- Extrait présenté
┄┄┄┄┄┄
L’attention progressive de l’Eglise aux questions de développement et d’écologi e.
Le pape François renoue avec le concile Vatican II en citant Jean XXIII qui désire s’adresser à tous les hommes de bonne volonté, au-delà des fidèles de l’univers. C’est un appel renouvelé au dialogue Eglise/société comme l’avait souhaité la constitution Gaudium et Spes. Dans l’introduction de l’encyclique, le pape rappelle les textes de ses prédécesseurs où transparaît le souci de l’environnement et du développement. Paul VI et Pacem in terris, Jean-Paul II et Sollicitude Rei socialis et, plus récent, Benoît XVI dans Caritas in Veritate, où il parle du développement humain intégral. Il faudrait aussi relire plusieurs messages pour la journée mondiale de la paix où sont associés les thèmes du développement et de la paix pour l’humanité.
Ecologie et social
Dès l’introduction de l’encyclique, les mots écologie et social se trouvent associés. La sauvegarde de notre maison commune est une préoccupation, un défi, qui concerne toute la famille humaine (§ 13). “Tout est lié” résume la pensée du pape, qu’il développe en six chapitres : intime relation entre les pauvres et la fragilité de la planète ; les compréhensions nouvelles de l’économie et du progrès, qui prennent en compte la valeur de chaque créature ; responsabilité de la politique internationale et locale ; la culture du déchet, les styles de vie. La réflexion sur les changements climatiques n’est pas le seul objectif visé par le pape, mais l’ensemble de la condition humaine dans la maison commune.
On assiste au passage d’une théologie de l’existant, de l’Etre à une théologie de la relation. On peut se remémorer le dialogue entre Yahvé et Caïn : "Où est ton frère Abel ?" Caïn répondit : "Je ne sais pas. Suis-je le gardien de mon frère ?" Gn 4. A la suite du livre de la Genèse, le pape répond : oui, nous sommes gardiens et responsables de la Création et de toutes les relations que nous entretenons avec les autres et avec le monde. Pour cela il interroge notre théologie héritée des premiers chapitres de la Genèse, en particulier la première interprétation où nous nous sommes perçus comme propriétaires et consommateurs, dominant la création, alors que désormais nous sommes responsables d’une terre qui est à Dieu. (Cf. § 65-75)
D’une éthique du devoir à une éthique de la relation.
Dans la relecture des normes écrites au long de l’Ecriture, un exemple donné par François aide à comprendre que penser en termes de relations est plus utile que penser en termes de devoirs : « Si tu vois tomber en chemin l’âne ou le bœuf de ton frère, tu ne te déroberas pas (…) Si tu rencontres en chemin un nid avec des oisillons ou des oeufs, sur un arbre ou par terre, et que la mère soit posée sur les oisillons ou les oeufs, tu ne prendras pas la mère sur les petits » (Dt 22, 4.6)… Nous ne sommes plus sous le mode du permis et du défendu, mais sous le mode de la relation de la responsabilité envers autrui. Du regard que nous portons sur tout homme et sur toute créature dépend notre compréhension de l’agir humain. Et il conditionne l’usage que nous faisons de l’autre, être humain comme tout élément de la création.
Une encyclique en six chapitres
Le chapitre un énumère les nombreux disfonctionnements actuels :
ce qui se passe dans notre maison... biens des remarques dont nous sommes sans doute conscients, sensibilisés.
┄┄┄┄┄┄
- Données fournies
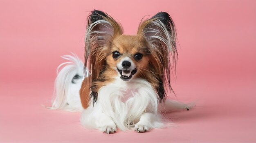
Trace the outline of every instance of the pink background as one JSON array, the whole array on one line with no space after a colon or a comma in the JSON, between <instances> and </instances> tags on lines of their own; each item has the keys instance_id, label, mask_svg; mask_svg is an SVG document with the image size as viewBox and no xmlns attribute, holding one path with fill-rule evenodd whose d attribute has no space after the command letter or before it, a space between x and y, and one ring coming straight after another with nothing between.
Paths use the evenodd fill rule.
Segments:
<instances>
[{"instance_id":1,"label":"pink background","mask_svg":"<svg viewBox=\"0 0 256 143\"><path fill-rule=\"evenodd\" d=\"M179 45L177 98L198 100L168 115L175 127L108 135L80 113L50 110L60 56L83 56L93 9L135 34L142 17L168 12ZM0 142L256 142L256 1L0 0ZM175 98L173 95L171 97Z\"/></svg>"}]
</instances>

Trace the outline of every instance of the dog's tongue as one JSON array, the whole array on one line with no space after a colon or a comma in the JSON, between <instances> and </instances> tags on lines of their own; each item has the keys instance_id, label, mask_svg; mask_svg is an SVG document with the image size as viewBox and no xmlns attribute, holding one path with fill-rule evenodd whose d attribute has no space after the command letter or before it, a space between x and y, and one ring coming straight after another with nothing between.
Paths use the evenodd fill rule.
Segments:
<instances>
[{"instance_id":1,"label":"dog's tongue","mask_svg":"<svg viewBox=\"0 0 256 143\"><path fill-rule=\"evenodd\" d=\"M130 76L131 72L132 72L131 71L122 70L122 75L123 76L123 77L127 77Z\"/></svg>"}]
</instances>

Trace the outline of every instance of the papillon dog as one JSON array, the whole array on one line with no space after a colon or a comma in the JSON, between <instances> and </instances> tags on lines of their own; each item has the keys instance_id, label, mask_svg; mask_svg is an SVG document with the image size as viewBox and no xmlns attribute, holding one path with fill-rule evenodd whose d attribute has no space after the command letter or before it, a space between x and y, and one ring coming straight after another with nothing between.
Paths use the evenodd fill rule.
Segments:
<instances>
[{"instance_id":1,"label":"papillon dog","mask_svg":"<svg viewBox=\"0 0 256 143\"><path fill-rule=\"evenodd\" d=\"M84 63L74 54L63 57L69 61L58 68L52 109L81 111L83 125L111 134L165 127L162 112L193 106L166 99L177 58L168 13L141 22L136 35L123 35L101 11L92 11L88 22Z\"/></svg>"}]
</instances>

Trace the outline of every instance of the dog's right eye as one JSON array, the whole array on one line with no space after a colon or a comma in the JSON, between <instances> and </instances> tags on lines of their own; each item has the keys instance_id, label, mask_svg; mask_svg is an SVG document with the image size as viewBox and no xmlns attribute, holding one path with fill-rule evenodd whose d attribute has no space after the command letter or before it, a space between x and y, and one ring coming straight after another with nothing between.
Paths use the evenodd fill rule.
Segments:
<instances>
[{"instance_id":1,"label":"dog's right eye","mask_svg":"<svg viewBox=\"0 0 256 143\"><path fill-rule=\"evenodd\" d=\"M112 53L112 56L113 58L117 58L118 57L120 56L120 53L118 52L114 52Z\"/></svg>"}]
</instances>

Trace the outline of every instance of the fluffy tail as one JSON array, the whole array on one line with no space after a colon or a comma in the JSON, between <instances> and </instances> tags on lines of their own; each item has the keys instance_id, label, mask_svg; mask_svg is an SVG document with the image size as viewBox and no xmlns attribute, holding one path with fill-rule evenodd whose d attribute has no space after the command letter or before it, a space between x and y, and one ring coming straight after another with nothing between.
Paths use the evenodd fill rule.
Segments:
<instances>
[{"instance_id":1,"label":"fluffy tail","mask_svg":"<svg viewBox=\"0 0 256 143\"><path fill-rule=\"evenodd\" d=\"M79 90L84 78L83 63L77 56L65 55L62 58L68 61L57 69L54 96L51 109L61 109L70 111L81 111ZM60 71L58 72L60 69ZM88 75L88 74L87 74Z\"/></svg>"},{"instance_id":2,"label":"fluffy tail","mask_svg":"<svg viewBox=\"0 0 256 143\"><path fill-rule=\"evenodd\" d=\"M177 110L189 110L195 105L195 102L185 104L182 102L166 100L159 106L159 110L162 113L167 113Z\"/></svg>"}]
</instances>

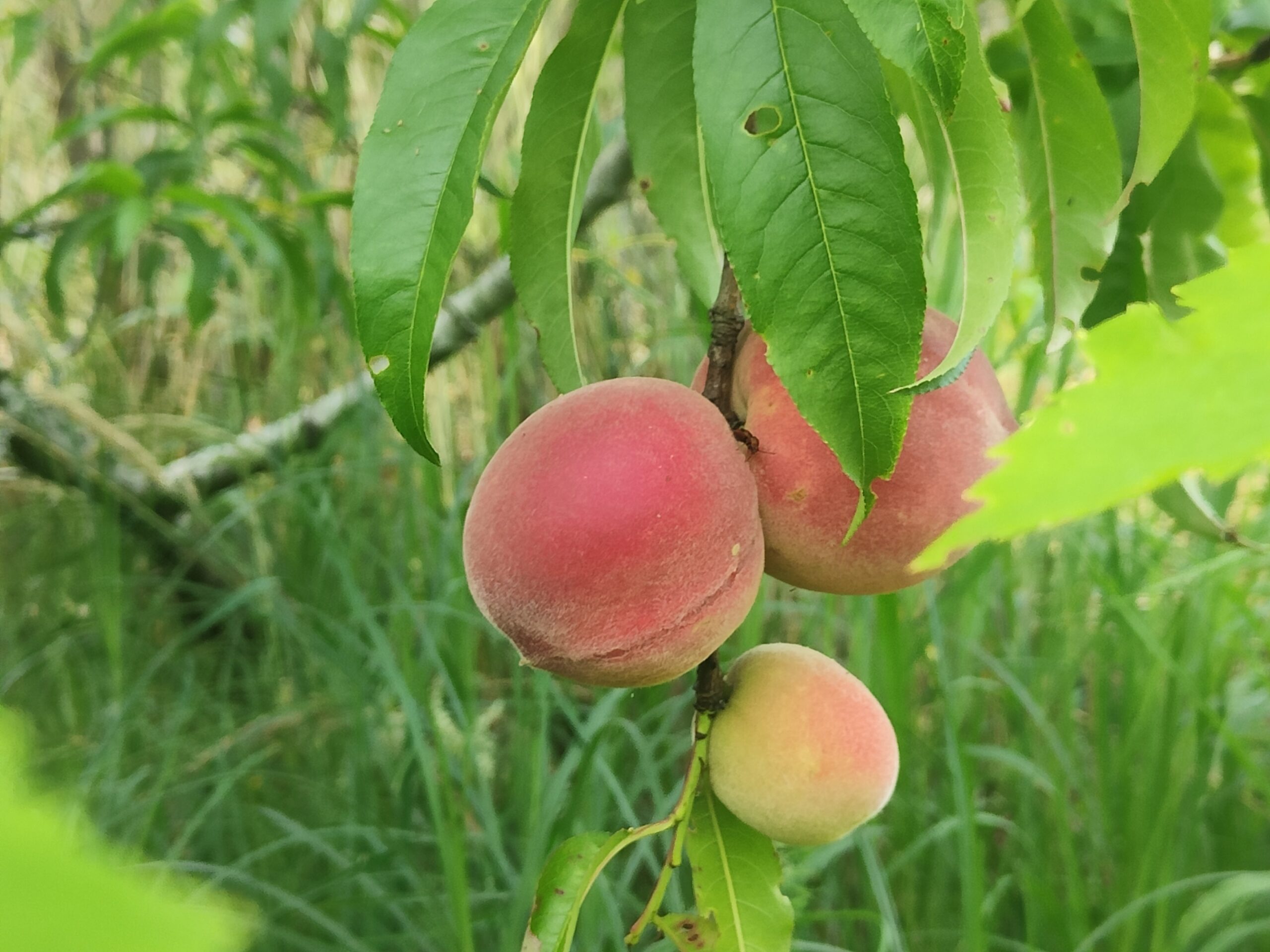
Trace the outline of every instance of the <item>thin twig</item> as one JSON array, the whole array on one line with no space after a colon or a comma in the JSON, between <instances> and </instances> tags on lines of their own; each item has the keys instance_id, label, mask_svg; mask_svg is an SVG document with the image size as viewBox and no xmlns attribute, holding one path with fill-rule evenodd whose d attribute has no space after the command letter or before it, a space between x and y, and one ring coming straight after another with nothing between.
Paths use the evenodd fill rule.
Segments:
┄┄┄┄┄┄
- Consignes de l'exercice
**1)** Condensez en quelques phrases le paragraphe de l'extrait présenté qui commence par « Dès l'introduction de l'encyclique ». Gardez-en les faits principaux.
**2)** Traduisez en anglais cette phrase de l'extrait présenté : « La réflexion sur les changements climatiques n'est pas le seul objectif visé par le pape, mais l'ensemble de la condition humaine dans la maison commune. »

- Corrigé
**1)** Dès l'introduction de l'encyclique, écologie et social sont associés. La sauvegarde de notre maison commune est un défi qui concerne toute la famille humaine (§ 13). Résumée par « Tout est lié », la pensée du pape se développe en six chapitres. Ils portent sur le lien entre les pauvres et la fragilité de la planète, sur de nouvelles compréhensions de l'économie et du progrès tenant compte de la valeur de chaque créature, sur la responsabilité de la politique internationale et locale, ainsi que sur la culture du déchet et les styles de vie. Au-delà des changements climatiques, le pape vise l'ensemble de la condition humaine dans la maison commune.

**2)** Reflection on climate change is not the only aim of the pope, but rather the whole of the human condition in the common home.